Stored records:

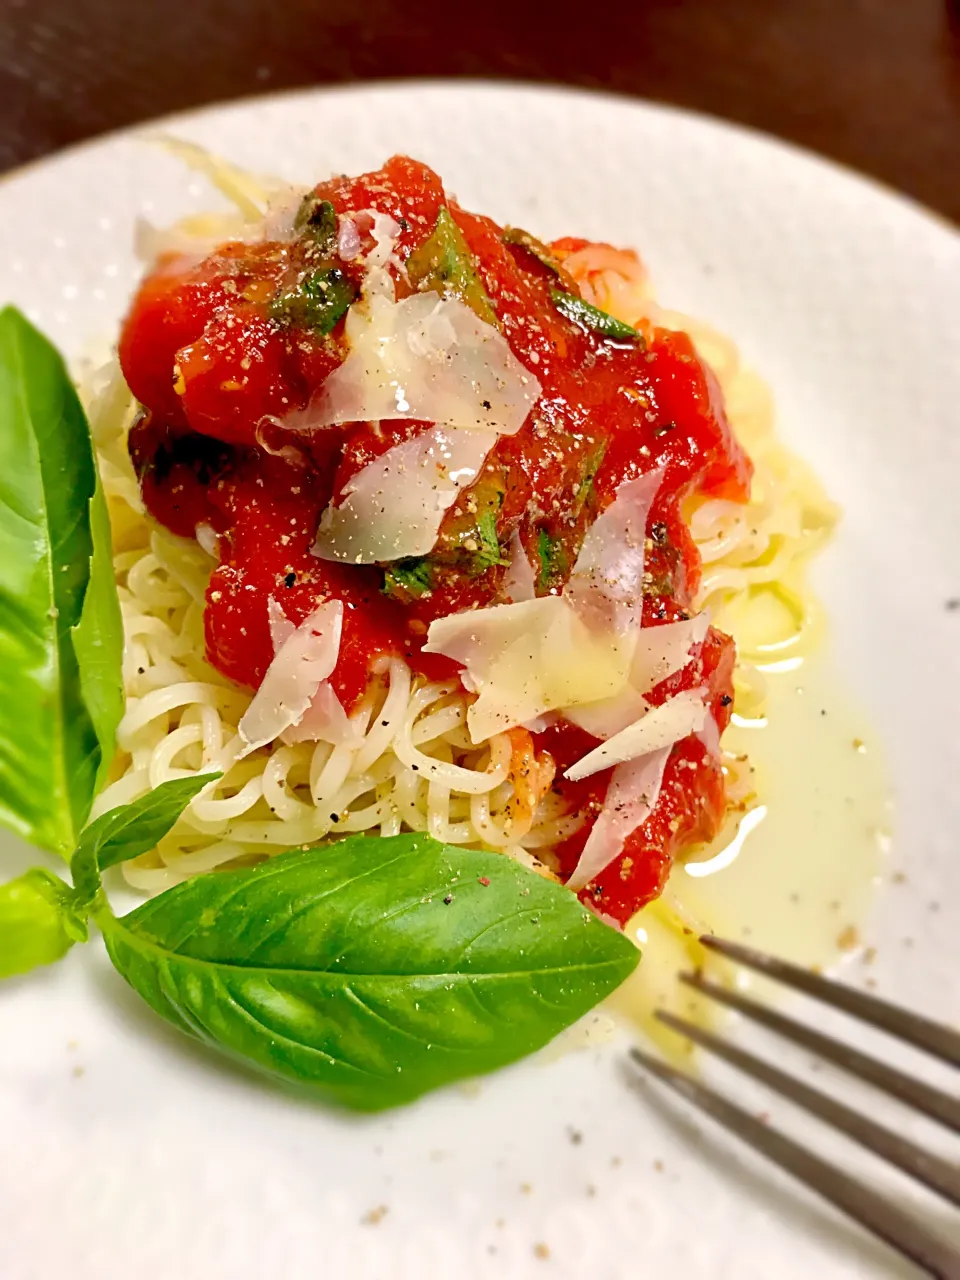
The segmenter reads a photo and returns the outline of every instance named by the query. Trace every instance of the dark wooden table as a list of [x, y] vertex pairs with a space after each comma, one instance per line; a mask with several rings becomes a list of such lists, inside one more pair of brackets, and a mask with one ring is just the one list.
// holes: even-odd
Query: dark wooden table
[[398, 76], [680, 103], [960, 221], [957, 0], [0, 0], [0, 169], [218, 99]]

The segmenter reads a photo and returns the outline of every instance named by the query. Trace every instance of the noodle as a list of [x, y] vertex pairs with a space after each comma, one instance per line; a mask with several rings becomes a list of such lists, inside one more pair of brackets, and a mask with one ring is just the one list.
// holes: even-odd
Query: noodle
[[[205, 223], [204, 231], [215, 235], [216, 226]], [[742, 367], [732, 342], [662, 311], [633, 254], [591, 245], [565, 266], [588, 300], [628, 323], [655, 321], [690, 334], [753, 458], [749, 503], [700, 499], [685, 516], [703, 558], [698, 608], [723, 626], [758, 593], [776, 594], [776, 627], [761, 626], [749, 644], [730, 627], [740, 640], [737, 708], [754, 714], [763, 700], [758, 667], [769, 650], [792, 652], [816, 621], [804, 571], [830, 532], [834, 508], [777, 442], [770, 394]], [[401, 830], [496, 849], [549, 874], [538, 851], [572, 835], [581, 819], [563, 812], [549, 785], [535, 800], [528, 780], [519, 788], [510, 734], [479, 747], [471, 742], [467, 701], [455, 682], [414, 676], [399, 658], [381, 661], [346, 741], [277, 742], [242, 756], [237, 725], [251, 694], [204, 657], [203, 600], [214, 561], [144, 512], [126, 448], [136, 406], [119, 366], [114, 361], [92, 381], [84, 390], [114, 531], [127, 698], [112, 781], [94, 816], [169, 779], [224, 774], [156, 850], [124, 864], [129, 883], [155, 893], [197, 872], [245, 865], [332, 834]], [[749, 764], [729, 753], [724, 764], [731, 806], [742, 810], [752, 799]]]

_About this task:_ In how many lines of the records does the word "mask" appear? Give the number alone.

_Exercise result:_ 2